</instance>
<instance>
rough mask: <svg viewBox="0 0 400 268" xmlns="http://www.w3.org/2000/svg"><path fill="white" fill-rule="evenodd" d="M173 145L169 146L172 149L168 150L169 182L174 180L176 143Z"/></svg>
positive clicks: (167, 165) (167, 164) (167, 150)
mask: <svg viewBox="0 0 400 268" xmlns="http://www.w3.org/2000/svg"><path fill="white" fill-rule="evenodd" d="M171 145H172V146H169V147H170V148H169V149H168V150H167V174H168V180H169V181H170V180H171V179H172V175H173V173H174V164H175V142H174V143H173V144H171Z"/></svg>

------------------------------------------------------------------------

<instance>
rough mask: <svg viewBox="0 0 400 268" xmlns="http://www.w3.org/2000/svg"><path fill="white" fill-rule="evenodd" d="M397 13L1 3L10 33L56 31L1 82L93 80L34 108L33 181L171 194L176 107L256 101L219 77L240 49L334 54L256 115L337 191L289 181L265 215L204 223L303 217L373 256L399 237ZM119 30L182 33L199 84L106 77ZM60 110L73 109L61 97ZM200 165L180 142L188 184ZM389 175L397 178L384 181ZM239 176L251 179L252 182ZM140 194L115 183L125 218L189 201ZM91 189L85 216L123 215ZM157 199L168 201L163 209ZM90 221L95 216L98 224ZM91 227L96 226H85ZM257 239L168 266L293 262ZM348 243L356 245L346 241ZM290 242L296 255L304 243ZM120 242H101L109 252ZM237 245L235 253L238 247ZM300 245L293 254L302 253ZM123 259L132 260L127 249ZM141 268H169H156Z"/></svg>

------------------------------------------------------------------------

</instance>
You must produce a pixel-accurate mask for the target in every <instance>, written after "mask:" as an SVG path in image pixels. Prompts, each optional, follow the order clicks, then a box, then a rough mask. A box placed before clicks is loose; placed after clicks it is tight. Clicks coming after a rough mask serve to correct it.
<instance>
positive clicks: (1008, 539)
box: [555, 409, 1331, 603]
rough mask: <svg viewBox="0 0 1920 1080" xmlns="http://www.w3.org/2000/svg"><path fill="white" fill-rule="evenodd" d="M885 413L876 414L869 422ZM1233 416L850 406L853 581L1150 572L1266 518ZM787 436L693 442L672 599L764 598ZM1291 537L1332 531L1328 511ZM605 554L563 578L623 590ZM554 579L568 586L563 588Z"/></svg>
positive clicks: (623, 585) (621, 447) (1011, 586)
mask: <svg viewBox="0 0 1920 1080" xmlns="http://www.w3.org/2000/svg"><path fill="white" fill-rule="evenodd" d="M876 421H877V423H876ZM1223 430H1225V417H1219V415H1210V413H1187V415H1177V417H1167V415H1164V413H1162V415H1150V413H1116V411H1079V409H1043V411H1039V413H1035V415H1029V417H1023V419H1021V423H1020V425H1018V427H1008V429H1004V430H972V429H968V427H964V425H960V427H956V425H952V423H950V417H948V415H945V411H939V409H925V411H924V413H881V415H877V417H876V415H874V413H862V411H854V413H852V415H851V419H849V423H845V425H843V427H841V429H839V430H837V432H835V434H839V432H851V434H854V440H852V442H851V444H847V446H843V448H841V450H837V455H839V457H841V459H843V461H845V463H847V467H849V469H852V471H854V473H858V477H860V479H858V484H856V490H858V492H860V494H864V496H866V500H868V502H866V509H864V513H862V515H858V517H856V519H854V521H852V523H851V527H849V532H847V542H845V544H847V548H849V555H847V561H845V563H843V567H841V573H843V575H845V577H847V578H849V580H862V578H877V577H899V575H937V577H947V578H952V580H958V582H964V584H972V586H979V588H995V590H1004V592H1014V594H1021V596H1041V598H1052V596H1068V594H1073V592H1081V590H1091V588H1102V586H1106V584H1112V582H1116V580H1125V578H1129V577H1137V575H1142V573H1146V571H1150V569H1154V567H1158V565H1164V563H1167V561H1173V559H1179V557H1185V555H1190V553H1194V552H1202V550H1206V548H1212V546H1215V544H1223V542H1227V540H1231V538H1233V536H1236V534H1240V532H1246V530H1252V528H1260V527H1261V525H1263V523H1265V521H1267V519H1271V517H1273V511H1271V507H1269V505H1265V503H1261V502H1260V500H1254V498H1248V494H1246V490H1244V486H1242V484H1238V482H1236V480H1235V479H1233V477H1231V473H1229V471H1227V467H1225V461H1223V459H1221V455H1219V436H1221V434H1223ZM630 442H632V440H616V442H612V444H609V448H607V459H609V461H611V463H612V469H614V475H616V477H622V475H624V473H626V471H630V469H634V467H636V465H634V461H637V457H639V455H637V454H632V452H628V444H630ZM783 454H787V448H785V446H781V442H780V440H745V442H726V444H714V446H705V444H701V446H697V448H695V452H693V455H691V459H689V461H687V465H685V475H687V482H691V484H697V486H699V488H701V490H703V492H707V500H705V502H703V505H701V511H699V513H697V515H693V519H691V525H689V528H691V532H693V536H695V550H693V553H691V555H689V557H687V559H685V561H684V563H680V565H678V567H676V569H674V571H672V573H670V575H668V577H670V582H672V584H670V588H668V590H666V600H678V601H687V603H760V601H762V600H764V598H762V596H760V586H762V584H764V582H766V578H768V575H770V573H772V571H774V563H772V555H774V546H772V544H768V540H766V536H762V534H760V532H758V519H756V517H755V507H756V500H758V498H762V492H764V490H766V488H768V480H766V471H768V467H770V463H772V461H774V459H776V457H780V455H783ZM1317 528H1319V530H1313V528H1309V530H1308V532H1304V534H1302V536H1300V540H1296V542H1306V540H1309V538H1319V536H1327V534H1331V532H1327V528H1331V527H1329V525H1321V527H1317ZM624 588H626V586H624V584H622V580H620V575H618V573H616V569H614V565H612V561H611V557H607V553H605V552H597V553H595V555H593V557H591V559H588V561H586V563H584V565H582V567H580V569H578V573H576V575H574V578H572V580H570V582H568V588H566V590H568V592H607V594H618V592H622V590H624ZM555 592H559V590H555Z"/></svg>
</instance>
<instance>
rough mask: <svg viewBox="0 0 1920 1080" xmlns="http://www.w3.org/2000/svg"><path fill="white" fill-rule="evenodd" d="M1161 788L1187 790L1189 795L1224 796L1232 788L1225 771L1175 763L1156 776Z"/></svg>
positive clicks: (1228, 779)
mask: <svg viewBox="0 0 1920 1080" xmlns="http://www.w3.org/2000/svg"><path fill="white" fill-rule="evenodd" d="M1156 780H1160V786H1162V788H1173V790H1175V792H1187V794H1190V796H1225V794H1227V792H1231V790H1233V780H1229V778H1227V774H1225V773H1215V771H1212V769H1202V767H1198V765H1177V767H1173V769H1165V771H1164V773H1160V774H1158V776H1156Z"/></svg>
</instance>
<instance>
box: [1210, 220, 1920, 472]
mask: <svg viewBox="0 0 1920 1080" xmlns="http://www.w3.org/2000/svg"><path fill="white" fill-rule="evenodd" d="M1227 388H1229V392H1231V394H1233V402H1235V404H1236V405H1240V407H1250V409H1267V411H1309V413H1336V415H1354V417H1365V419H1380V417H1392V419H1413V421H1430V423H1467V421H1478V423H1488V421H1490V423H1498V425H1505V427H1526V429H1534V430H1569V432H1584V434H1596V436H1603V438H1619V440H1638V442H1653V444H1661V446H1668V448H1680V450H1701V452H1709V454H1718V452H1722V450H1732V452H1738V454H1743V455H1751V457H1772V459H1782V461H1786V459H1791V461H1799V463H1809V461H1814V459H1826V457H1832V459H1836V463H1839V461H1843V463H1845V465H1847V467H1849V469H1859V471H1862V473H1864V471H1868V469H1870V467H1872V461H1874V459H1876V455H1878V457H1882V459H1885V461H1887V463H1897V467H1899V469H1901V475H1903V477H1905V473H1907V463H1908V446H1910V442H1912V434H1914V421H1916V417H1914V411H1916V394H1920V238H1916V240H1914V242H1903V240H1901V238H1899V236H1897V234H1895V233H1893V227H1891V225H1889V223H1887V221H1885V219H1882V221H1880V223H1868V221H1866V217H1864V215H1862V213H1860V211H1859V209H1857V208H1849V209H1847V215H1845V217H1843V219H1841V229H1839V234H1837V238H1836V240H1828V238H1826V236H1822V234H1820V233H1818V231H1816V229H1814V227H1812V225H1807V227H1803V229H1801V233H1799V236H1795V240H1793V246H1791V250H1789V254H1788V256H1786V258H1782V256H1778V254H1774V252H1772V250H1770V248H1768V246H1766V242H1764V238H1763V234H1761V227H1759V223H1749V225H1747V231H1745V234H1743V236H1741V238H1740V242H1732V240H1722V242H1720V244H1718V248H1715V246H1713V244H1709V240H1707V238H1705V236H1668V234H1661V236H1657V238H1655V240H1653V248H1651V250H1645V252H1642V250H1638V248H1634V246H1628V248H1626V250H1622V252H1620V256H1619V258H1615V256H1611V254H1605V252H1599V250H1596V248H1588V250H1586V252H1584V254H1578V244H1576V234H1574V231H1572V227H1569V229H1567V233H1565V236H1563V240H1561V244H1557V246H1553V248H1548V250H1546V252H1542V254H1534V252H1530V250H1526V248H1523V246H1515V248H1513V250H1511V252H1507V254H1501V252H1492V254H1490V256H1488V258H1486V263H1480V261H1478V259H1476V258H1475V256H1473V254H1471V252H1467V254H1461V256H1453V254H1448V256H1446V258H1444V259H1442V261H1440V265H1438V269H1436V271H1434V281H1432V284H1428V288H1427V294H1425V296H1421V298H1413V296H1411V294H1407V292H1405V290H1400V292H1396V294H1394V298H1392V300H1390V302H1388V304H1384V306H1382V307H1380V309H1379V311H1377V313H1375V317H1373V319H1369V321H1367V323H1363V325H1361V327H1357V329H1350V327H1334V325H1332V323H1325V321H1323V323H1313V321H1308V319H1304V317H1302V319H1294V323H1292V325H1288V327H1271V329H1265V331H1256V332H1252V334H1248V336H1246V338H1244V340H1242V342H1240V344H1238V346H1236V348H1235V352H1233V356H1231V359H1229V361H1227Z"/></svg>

------------------------------------------------------------------------

▶ PROBLEM:
Copy the entries above exactly, but only from the line holding "positive clicks: (1008, 539)" through the line holding "413L876 414L869 422ZM1233", both included.

▶ TASK ANSWER:
positive clicks: (1008, 539)
box: [555, 409, 1331, 603]
rough mask: <svg viewBox="0 0 1920 1080" xmlns="http://www.w3.org/2000/svg"><path fill="white" fill-rule="evenodd" d="M885 413L876 414L869 422ZM1233 416L850 406L853 581L1150 572L1266 518ZM787 436L693 442L672 599L764 598ZM1291 537L1332 531L1328 511ZM605 554L563 578L623 590ZM554 579L568 586L563 588Z"/></svg>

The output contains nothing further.